The Numbers and Joshua definition of who may seek sanctuary in a Levitical City of Refuge is someone who has killed another human but it was without premeditation, without malice, was perhaps in reasonable self-defense, and in many cases purely accidental or caused by a low degree of negligence (a high degree of negligence was considered murder). Even so it was the customary duty of a family member to seek retribution for the death of a relative at the hand of another, no matter what the circumstance (except as the result of judicial punishment). Notice that in no way has the Bible thus far outlawed blood revenge; it was legal and there was no punishment for carrying it out. However the Torah does put limitations on it; the primary one being that the killer (if not guilty of intentional homicide) had a place to go and be safe permanently, provided he could get there before the go’el caught up to him and he never left that City of Refuge.

Lesson 22 – Joshua 20 & 21 As humans it is near to impossible for us not to ask why God allowed such a system to exist among His people. In many ways it feels like playing the lottery with human life. After all the perpetrator has to be fortunate enough that a City of Refuge was near enough that he could get there faster than the Blood Avenger could locate and kill him. And then this idea that he was safe inside, but outside the Blood Avenger could destroy him. So once again we have to seek the pattern in order to comprehend what is behind this.

I’ve already explained that the primary God-pattern is Abraham’s Bosom. But there is yet another one that plays a significant role in this: the pattern that the spilling of human blood onto the Holy Land makes the land unclean, and the only way for that defilement to be cleansed is for atonement to be made. The Law is that when a man commits murder, the ONLY atonement available is to kill the perpetrator. That is the perpetrators own blood atones for the spilled blood of the victim. But understand: it is NOT that the criminal’s blood atones for HIMSELF, it’s that atonement is made on behalf of the LAND. Blood illegally shed on the land pollutes the land, and the polluted land defiles the people living in the land. And since God dwells in the Tabernacle on that same land, there is extreme danger that the land will become so polluted that God will no longer dwell among His people. Do you see this slippery slope, now, and the how all of these things tie together?

Therefore even though a person might accidentally kill another, nonetheless human blood has been spilled and the land is polluted, thus something must be done. Blood, spiritually, can be for ONLY one purpose since it is so precious: atonement. To spill blood, even accidentally, is a terrible thing because life is in the blood (not rhetorically but literally). Since God’s laws are immutable, the killing of the perpetrator (even if accidental) atones for the defilement of the land caused by the blood of the victim. Yet the Lord saw fit to show mercy on the perpetrator (provided this was not murder) and the result is the establishment of off-limits safe places.

Let’s untangle this a little bit, because some of you may be sensing where this is leading and others may not. Consider this: equate the spilling of blood with sin…..any sin. We know that under the Levitical sacrificial system there IS forgiveness of sin because such is clearly stated over and over again. Yet even though there is atonement and forgiveness, there is some element of guilt that stays with the sinner. There are various terms in the Bible used to explain this vague and difficult concept such as the guilt of the conscious, or the guilt nature, or the guilt of the spirit, or perhaps iniquity. In other words, just as Paul struggles to explain, there is a kind of righteousness that obedience to the Law brings us (and that God wants us to have) that is a sort of physical earthly fleshy here-and-now righteousness…..but it has its limits.

» **Input for this task**
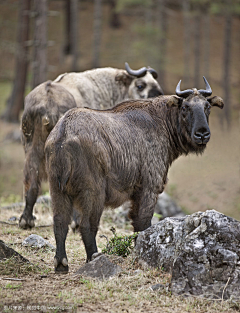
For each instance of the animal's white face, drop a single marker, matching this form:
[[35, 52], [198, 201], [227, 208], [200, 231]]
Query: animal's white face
[[144, 87]]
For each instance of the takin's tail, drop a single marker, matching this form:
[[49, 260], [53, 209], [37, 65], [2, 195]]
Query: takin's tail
[[59, 164]]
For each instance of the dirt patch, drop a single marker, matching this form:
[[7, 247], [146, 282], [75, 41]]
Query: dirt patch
[[37, 289], [210, 181]]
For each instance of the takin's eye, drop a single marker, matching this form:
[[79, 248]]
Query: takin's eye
[[184, 108], [140, 86]]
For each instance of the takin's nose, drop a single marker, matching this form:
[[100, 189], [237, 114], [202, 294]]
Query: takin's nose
[[201, 137]]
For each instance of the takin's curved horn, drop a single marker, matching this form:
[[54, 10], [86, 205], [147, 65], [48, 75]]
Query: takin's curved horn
[[138, 73], [208, 91], [153, 72], [184, 93]]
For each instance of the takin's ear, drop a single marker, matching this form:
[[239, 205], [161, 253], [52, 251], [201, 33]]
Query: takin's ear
[[173, 101], [216, 101], [124, 77]]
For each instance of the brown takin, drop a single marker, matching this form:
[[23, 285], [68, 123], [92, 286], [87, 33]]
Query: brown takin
[[98, 159], [98, 89]]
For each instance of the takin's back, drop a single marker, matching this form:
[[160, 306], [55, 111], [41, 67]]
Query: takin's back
[[107, 151]]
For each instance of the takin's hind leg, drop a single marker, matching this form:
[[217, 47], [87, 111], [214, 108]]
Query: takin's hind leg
[[76, 220], [62, 212], [88, 229]]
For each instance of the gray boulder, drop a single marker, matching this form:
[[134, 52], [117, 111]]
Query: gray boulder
[[167, 207], [101, 267], [201, 250], [36, 241]]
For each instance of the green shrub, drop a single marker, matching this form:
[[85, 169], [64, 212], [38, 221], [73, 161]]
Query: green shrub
[[120, 245]]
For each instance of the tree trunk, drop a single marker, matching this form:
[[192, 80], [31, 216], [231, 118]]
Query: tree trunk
[[40, 43], [97, 32], [74, 34], [162, 14], [206, 45], [187, 41], [197, 48], [15, 102], [67, 48], [114, 16], [226, 67]]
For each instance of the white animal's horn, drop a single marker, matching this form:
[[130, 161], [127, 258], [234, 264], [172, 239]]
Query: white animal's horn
[[138, 73]]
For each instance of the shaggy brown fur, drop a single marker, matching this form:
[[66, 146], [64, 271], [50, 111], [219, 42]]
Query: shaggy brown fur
[[98, 89], [104, 158]]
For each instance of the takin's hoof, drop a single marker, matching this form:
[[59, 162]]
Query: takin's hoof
[[61, 267], [74, 226], [27, 223]]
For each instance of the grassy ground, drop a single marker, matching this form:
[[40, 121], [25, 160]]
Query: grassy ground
[[131, 291]]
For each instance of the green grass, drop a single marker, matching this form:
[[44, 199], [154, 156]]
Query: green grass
[[5, 90]]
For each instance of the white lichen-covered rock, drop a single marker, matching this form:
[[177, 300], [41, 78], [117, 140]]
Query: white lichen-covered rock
[[101, 267], [167, 207], [201, 250]]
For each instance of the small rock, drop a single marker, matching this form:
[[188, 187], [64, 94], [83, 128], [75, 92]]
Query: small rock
[[157, 287], [7, 253], [36, 242], [100, 268]]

» **Task list**
A – Echo the passage on the Cities of Refuge word for word, starting at "Let’s untangle this" and ending at "has its limits.".
B – Duplicate the lines of the records starting at the line that contains "For each instance of the green grass, drop" and ending at the last line of the records, keeping both of those lines and changing nothing.

» **Outputs by task**
A –
Let’s untangle this a little bit, because some of you may be sensing where this is leading and others may not. Consider this: equate the spilling of blood with sin…..any sin. We know that under the Levitical sacrificial system there IS forgiveness of sin because such is clearly stated over and over again. Yet even though there is atonement and forgiveness, there is some element of guilt that stays with the sinner. There are various terms in the Bible used to explain this vague and difficult concept such as the guilt of the conscious, or the guilt nature, or the guilt of the spirit, or perhaps iniquity. In other words, just as Paul struggles to explain, there is a kind of righteousness that obedience to the Law brings us (and that God wants us to have) that is a sort of physical earthly fleshy here-and-now righteousness…..but it has its limits.

B –
For each instance of the green grass, drop a single marker, matching this form:
[[44, 199], [154, 156]]
Query: green grass
[[5, 90]]
For each instance of the white lichen-covered rock, drop a single marker, matching this form:
[[177, 300], [41, 78], [117, 140]]
Query: white lichen-covered rock
[[101, 267], [167, 207], [201, 250]]
For each instance of the small rock, drop a single marker, matching this form:
[[188, 187], [64, 94], [83, 128], [75, 92]]
Query: small rock
[[157, 287], [7, 253], [36, 242], [100, 268]]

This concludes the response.